> **PROBLEM DETAILS**: Please count the lines of the data that contain "pool" and state only the total.

> **Saved entries**:

**********

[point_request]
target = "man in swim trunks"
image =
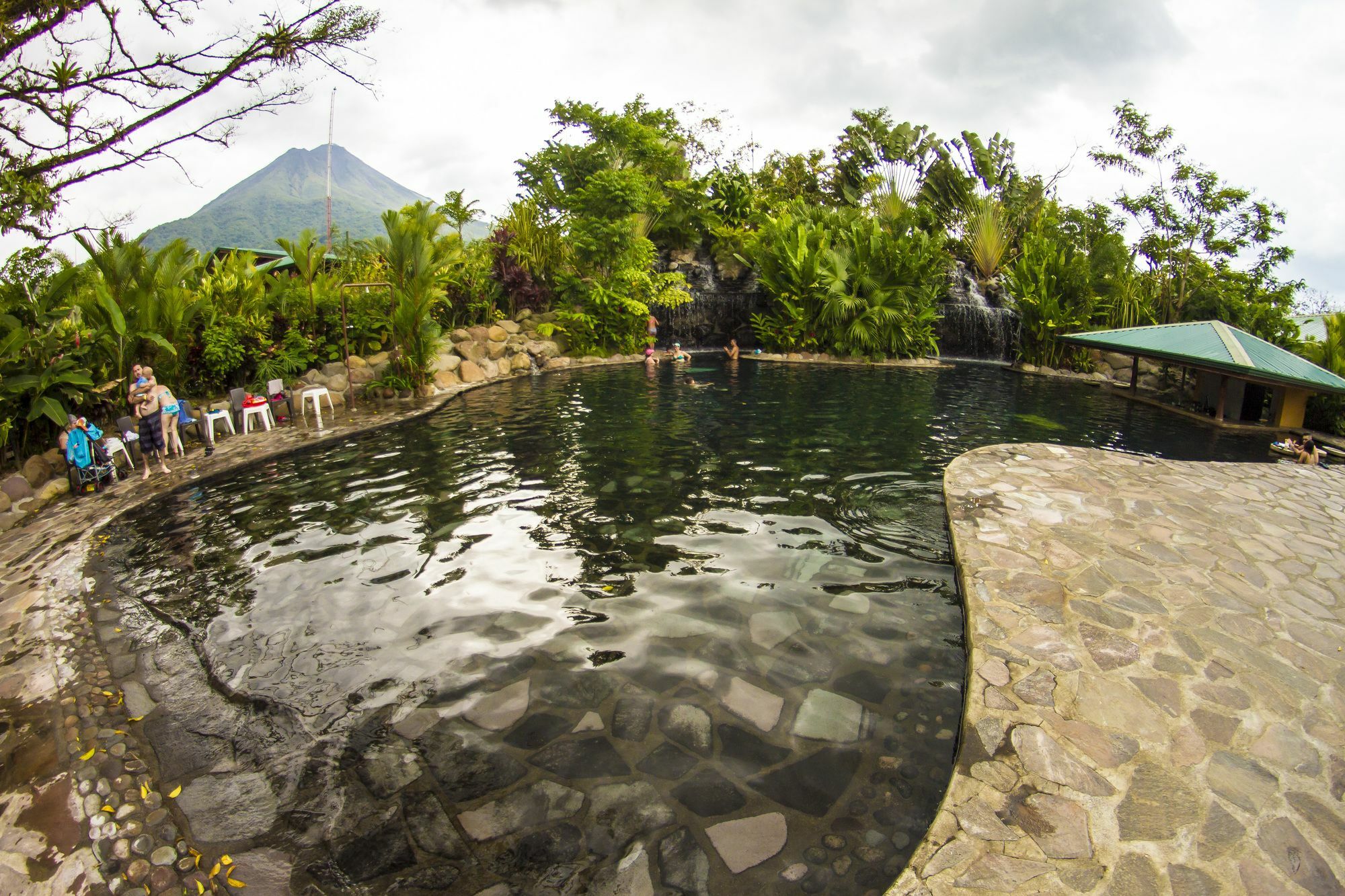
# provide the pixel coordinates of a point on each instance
(146, 405)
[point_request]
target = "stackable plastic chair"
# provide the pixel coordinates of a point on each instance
(130, 431)
(278, 388)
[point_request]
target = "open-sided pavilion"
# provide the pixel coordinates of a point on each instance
(1234, 369)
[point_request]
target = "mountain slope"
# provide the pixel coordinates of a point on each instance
(289, 196)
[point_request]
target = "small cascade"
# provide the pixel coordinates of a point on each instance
(722, 304)
(973, 325)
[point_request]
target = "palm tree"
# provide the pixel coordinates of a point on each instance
(1330, 352)
(307, 255)
(420, 261)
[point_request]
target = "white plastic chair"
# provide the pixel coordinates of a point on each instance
(258, 411)
(114, 446)
(212, 416)
(315, 395)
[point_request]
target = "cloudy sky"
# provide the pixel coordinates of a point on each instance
(462, 91)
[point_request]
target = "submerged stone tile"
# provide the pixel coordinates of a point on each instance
(828, 716)
(582, 759)
(754, 704)
(621, 813)
(528, 807)
(501, 709)
(746, 842)
(812, 784)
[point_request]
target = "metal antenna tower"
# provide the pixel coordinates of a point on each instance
(332, 127)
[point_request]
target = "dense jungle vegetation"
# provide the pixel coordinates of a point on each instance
(852, 248)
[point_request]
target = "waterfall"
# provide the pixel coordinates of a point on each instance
(973, 326)
(722, 304)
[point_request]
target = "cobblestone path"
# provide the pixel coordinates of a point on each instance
(1157, 685)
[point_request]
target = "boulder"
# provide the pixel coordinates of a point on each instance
(53, 490)
(37, 470)
(471, 350)
(17, 487)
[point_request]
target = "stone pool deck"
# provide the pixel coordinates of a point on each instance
(1156, 694)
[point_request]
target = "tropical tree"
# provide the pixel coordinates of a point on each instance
(89, 88)
(420, 261)
(42, 376)
(1190, 218)
(458, 212)
(310, 257)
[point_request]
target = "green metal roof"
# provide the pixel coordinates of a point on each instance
(1214, 345)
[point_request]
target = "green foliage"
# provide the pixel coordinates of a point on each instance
(848, 284)
(1195, 227)
(420, 264)
(625, 186)
(987, 236)
(1050, 283)
(1328, 412)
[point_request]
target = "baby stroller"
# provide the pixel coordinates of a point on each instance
(88, 463)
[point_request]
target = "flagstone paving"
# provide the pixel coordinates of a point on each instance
(1157, 680)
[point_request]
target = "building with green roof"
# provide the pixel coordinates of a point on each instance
(1237, 372)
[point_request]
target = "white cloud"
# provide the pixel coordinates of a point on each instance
(463, 91)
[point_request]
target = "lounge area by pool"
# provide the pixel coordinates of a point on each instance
(588, 628)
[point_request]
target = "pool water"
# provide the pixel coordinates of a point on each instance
(597, 615)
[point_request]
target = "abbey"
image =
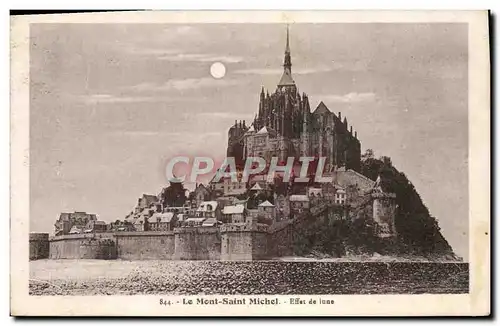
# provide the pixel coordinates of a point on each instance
(285, 126)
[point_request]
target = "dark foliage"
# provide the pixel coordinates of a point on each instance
(174, 195)
(418, 231)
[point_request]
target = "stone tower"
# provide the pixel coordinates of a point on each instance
(384, 211)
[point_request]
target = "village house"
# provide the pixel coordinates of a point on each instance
(66, 222)
(340, 196)
(162, 221)
(234, 214)
(200, 194)
(210, 222)
(234, 188)
(282, 207)
(267, 210)
(95, 227)
(208, 209)
(76, 229)
(315, 192)
(299, 204)
(194, 222)
(146, 201)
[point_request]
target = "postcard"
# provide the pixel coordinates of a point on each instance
(257, 163)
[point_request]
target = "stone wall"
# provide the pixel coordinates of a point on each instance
(83, 246)
(145, 245)
(244, 242)
(39, 246)
(197, 243)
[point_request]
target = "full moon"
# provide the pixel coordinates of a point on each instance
(217, 70)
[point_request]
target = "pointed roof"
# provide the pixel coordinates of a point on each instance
(321, 109)
(266, 204)
(286, 79)
(263, 131)
(287, 48)
(250, 130)
(256, 187)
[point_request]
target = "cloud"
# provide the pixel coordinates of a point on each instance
(107, 98)
(112, 99)
(223, 115)
(185, 84)
(198, 57)
(276, 71)
(348, 98)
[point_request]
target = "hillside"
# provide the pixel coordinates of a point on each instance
(418, 231)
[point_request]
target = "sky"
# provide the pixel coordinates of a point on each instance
(111, 103)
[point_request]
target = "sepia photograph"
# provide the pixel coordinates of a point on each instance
(261, 162)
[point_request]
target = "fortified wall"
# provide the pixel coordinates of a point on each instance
(39, 246)
(249, 241)
(230, 242)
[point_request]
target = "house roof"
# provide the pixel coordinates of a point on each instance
(250, 130)
(286, 79)
(195, 219)
(322, 109)
(256, 187)
(209, 222)
(204, 206)
(299, 198)
(234, 209)
(166, 217)
(262, 131)
(266, 204)
(150, 198)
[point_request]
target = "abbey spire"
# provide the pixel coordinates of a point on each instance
(286, 78)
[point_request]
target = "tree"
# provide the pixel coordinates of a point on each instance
(368, 155)
(174, 195)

**********

> **EXERCISE OUTPUT**: 3